- RECORDS FOR PROCESSING -
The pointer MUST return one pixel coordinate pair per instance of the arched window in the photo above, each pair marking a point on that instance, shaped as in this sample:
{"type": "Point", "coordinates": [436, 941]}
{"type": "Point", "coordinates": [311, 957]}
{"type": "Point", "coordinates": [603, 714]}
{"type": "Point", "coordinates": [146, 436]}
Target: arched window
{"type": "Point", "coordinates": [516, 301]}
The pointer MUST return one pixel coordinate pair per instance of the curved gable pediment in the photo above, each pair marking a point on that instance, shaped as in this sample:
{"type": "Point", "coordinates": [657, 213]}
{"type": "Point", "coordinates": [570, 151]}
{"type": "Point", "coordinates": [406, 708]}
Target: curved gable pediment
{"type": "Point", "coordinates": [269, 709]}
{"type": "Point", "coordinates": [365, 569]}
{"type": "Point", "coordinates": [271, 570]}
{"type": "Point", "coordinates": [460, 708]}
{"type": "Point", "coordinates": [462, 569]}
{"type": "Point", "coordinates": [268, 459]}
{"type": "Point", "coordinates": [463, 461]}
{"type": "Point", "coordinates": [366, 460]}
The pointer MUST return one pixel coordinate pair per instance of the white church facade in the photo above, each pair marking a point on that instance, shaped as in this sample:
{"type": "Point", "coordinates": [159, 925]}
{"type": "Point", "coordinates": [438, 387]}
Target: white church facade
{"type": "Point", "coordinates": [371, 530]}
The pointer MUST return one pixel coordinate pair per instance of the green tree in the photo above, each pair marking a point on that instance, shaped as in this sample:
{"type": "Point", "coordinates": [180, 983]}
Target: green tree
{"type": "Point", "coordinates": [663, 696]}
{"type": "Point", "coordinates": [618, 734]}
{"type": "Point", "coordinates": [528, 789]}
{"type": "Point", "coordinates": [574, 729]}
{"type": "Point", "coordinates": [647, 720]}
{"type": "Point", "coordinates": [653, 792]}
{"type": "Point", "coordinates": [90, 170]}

- WHAT THIS TASK INVOLVES -
Reproduce the entire listing above verbatim, from its first line to its last.

- RESPONSE TO THE TASK -
The pointer MUST return one pixel coordinate pair per instance of the arched window in the photo above, each pair marking a point on that instance, shaped as in this sample:
{"type": "Point", "coordinates": [436, 941]}
{"type": "Point", "coordinates": [311, 957]}
{"type": "Point", "coordinates": [603, 714]}
{"type": "Point", "coordinates": [146, 436]}
Target: arched window
{"type": "Point", "coordinates": [516, 301]}
The pointer MUST return one pixel coordinate pair per instance of the curved gable pediment in the photo above, each pair marking a point on that instance, shaped as in this sample:
{"type": "Point", "coordinates": [657, 213]}
{"type": "Point", "coordinates": [570, 151]}
{"type": "Point", "coordinates": [406, 708]}
Target: curved gable pediment
{"type": "Point", "coordinates": [269, 709]}
{"type": "Point", "coordinates": [365, 569]}
{"type": "Point", "coordinates": [271, 570]}
{"type": "Point", "coordinates": [460, 708]}
{"type": "Point", "coordinates": [462, 569]}
{"type": "Point", "coordinates": [268, 459]}
{"type": "Point", "coordinates": [463, 461]}
{"type": "Point", "coordinates": [366, 460]}
The pointer MUST return one pixel coordinate pair per instance of the white church facade in the photo above, each pair marking a point on that instance, shaped as in this sample:
{"type": "Point", "coordinates": [159, 925]}
{"type": "Point", "coordinates": [438, 387]}
Target: white church facade
{"type": "Point", "coordinates": [371, 530]}
The pointer MUST return one pixel coordinate pair per instance of the green tree in the photo above, each pair marking a point on that instance, shaped as in this sample:
{"type": "Point", "coordinates": [180, 983]}
Target: green tree
{"type": "Point", "coordinates": [663, 696]}
{"type": "Point", "coordinates": [618, 734]}
{"type": "Point", "coordinates": [528, 789]}
{"type": "Point", "coordinates": [574, 729]}
{"type": "Point", "coordinates": [647, 720]}
{"type": "Point", "coordinates": [653, 792]}
{"type": "Point", "coordinates": [90, 170]}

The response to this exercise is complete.